--- START TASK INPUT ---

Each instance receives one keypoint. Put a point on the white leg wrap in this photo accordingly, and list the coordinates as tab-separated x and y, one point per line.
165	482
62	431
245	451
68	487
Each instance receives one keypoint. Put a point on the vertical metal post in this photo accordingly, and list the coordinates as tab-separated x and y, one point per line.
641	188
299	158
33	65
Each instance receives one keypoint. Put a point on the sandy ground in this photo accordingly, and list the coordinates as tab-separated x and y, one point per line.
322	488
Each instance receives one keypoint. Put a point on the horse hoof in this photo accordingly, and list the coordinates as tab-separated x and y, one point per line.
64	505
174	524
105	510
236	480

--- END TASK INPUT ---
--- START TASK INPUT ---

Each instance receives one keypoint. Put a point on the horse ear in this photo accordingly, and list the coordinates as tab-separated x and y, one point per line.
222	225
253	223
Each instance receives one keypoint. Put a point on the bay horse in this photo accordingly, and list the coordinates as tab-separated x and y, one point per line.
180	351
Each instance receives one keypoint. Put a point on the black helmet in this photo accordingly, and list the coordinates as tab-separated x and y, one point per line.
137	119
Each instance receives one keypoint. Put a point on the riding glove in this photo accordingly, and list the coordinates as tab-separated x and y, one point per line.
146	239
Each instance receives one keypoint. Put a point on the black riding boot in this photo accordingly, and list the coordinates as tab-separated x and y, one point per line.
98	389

--- END TASK INPUT ---
--- START TASK INPUT ---

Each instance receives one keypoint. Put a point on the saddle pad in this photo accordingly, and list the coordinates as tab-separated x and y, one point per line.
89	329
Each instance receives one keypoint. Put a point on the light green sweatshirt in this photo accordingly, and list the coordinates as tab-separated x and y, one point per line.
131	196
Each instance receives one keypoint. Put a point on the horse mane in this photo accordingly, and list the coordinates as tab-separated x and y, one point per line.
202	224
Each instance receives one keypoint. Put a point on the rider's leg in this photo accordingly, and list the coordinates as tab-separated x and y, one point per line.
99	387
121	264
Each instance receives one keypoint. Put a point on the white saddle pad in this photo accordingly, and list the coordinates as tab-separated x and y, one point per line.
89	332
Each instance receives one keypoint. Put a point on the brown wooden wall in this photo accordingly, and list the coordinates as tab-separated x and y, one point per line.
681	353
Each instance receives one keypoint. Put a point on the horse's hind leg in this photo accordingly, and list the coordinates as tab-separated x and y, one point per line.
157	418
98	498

--- END TASK INPUT ---

__TASK STATEMENT__.
Identify every line in the listing above that contains the word "riding", and copy each of those lines in full.

__THE RESULT__.
Each instance receives one keypoint. Put a point on the riding glove in this photo accordingly, and list the coordinates as tab-separated x and y, one point per line.
Each instance receives one keypoint. Put a point on the black riding boot in this photo accordingly, and list the coordinates as tab-separated x and y, one point per line.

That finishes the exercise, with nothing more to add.